SHORT PROBLEM 1 >>
In the listing, take the lines from the line with "Exercise. Pick out the plaid" to the line with "<point>462,626</point>" and write them out again, swapping "plaid shirt" for "checkered shirt" and leaving everything else unchanged.

DOCUMENT PASSAGE >>
>>>
[jira] [Commented] (NUTCH-3077) Docker container with Nutch WebApp works but missing drill-down

Hiran Chaudhuri (Jira) Tue, 15 Oct 2024 08:57:04 -0700


    [ 
https://issues.apache.org/jira/browse/NUTCH-3077?page=com.atlassian.jira.plugin.system.issuetabpanels:comment-tabpanel&focusedCommentId=17889736#comment-17889736
 ]


Hiran Chaudhuri commented on NUTCH-3077:
----------------------------------------

That would explain why it is not mentioned in any documentation and not 
installed by default.

> Docker container with Nutch WebApp works but missing drill-down
> ---------------------------------------------------------------
>
>                 Key: NUTCH-3077
>                 URL: https://issues.apache.org/jira/browse/NUTCH-3077
>             Project: Nutch
>          Issue Type: Improvement
>          Components: docker, web gui
>    Affects Versions: 1.21
>         Environment: {*}{*}Docker container built under Ubuntu 22 LTS using 
> BUILD_MODE=2
>            Reporter: Hiran Chaudhuri
>            Priority: Major
>
> I used the current master branch of Nutch (commit 
> 4a61208f492613f2c5282741e64c036acabeb71e) to build the docker container 
> myself.
<<<
DATASET ENTRIES >>
>>>
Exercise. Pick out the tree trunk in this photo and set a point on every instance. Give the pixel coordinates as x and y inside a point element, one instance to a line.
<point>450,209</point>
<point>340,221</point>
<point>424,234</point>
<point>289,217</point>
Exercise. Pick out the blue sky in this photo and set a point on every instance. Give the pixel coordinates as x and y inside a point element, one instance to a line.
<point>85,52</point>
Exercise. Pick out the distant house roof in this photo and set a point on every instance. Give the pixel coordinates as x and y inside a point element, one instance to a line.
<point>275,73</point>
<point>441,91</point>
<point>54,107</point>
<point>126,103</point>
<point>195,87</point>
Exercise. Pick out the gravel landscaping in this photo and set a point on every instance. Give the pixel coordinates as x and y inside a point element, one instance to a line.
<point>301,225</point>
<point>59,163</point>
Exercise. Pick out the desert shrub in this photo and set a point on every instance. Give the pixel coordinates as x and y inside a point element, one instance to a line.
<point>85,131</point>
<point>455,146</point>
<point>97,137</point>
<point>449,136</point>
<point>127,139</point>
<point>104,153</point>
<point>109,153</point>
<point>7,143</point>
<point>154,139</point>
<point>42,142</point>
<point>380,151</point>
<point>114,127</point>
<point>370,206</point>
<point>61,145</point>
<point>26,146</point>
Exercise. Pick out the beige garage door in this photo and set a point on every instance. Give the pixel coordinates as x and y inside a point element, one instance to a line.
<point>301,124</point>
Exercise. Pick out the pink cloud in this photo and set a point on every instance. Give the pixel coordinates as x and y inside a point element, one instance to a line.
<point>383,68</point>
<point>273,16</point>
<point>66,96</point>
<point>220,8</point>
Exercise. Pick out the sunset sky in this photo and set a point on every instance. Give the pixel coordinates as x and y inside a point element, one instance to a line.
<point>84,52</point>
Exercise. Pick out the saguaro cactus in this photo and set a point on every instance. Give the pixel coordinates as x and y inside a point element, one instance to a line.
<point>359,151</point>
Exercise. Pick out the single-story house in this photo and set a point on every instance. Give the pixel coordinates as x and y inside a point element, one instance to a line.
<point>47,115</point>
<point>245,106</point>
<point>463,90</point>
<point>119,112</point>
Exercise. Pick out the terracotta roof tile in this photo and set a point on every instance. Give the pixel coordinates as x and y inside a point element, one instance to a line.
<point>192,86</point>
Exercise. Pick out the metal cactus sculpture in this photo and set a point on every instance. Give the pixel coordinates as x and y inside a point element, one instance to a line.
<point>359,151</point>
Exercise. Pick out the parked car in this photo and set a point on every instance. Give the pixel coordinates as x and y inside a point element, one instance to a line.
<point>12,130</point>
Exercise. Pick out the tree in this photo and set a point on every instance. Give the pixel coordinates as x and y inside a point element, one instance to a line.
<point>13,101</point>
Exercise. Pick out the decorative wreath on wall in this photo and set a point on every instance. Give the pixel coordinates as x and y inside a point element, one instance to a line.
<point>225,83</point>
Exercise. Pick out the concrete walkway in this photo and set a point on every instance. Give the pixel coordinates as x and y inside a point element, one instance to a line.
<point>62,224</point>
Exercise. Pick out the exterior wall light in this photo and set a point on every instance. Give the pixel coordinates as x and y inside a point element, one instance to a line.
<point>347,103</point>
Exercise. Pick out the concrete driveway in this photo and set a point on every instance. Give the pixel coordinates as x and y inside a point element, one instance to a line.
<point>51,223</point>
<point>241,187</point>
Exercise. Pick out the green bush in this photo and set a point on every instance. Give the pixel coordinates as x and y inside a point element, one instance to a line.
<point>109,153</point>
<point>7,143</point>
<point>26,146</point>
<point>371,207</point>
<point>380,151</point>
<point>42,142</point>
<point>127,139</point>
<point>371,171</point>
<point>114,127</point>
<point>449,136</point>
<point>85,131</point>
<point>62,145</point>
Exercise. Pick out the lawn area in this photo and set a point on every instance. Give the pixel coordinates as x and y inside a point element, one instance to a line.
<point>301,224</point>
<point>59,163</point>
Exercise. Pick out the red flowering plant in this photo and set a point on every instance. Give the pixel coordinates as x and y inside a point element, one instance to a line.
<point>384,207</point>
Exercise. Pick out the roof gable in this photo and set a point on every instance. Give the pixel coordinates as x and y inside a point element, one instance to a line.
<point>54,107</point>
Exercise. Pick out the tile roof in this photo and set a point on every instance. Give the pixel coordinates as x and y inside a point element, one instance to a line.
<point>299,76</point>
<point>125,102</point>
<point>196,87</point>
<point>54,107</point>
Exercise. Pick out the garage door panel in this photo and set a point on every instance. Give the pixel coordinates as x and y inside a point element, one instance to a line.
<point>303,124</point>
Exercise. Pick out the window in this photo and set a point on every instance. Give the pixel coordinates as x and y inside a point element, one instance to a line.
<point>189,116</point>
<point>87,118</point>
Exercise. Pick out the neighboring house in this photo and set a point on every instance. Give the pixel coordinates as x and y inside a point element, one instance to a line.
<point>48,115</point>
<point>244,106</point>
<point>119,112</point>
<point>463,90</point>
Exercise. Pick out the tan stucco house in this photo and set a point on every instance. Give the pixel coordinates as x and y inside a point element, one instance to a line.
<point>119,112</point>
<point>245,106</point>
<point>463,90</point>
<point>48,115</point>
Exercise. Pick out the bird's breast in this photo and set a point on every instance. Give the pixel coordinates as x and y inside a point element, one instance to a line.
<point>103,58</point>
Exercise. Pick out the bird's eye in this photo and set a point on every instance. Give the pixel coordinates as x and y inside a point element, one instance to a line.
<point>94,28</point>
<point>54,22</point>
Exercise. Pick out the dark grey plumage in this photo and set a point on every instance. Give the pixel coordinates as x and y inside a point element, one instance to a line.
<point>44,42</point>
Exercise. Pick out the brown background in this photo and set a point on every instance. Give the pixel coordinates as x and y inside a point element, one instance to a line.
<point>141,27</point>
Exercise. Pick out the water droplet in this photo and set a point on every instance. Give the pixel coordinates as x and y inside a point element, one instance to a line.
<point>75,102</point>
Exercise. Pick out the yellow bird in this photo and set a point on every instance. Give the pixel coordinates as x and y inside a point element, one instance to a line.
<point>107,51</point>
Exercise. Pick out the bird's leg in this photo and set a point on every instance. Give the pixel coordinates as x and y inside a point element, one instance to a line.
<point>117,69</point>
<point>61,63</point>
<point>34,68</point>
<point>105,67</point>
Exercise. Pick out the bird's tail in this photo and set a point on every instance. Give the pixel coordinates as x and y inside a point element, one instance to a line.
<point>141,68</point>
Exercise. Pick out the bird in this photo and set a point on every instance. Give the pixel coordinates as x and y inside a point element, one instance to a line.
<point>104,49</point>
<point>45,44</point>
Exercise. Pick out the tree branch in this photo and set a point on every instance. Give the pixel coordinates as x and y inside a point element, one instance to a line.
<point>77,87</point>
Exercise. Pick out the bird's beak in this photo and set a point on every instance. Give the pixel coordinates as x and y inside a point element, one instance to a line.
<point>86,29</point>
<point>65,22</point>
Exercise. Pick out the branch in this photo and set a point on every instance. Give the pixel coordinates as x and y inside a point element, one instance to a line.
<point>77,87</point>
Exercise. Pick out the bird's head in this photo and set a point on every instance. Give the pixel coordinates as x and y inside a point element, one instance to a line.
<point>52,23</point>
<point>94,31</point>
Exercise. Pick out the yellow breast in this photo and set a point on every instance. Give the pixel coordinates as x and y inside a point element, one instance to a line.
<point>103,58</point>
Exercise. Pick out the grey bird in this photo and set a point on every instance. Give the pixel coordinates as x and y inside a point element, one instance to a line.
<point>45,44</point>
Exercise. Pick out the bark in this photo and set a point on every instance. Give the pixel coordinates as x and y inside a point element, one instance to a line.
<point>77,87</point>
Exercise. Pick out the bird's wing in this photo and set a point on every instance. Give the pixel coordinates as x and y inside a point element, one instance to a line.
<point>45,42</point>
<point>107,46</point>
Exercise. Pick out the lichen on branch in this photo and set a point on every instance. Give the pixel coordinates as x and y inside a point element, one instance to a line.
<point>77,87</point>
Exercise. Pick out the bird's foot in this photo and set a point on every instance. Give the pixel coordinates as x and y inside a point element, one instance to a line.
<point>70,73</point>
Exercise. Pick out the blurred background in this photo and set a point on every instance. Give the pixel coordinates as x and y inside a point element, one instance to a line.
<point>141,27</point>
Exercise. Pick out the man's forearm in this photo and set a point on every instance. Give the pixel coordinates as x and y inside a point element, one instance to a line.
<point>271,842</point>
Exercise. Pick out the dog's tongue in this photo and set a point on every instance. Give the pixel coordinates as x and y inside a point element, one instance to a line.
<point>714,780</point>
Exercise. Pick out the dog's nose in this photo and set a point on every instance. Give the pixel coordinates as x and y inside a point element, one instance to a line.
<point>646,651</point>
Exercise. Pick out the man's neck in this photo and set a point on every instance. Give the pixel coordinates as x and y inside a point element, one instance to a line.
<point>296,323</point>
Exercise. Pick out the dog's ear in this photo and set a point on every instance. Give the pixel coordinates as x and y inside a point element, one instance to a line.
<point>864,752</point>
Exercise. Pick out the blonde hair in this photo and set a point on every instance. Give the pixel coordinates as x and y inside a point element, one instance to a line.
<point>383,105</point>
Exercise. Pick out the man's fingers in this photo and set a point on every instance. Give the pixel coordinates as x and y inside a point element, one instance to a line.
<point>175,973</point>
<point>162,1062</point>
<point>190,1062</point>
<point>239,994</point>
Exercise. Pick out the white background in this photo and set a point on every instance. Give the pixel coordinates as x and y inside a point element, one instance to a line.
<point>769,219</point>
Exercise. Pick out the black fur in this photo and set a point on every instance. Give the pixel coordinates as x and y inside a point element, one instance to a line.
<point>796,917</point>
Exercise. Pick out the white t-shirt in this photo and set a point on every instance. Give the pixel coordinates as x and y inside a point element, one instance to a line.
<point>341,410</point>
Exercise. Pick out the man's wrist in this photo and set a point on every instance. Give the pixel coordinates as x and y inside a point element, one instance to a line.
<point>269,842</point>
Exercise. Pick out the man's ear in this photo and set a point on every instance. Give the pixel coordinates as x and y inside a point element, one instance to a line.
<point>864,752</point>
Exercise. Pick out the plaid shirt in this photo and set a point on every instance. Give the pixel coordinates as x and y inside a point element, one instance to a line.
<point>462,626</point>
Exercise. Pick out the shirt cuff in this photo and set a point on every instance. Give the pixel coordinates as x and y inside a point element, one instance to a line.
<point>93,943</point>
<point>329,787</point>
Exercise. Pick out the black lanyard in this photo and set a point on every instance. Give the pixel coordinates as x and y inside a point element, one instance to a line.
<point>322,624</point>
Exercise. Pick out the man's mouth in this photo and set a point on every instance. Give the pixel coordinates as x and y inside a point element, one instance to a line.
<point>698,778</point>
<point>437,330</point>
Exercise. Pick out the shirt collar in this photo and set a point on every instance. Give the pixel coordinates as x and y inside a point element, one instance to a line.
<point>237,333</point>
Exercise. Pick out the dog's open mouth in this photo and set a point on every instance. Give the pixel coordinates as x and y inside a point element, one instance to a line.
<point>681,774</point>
<<<
SHORT PROBLEM 2 >>
Copy the Jira comment word for word, from "Hiran Chaudhuri commented" to "installed by default.".

CORRECT RESULT 1 >>
Exercise. Pick out the checkered shirt in this photo and set a point on every instance. Give the pixel coordinates as x and y inside a point element, one instance to a line.
<point>462,626</point>

CORRECT RESULT 2 >>
Hiran Chaudhuri commented on NUTCH-3077:
----------------------------------------

That would explain why it is not mentioned in any documentation and not 
installed by default.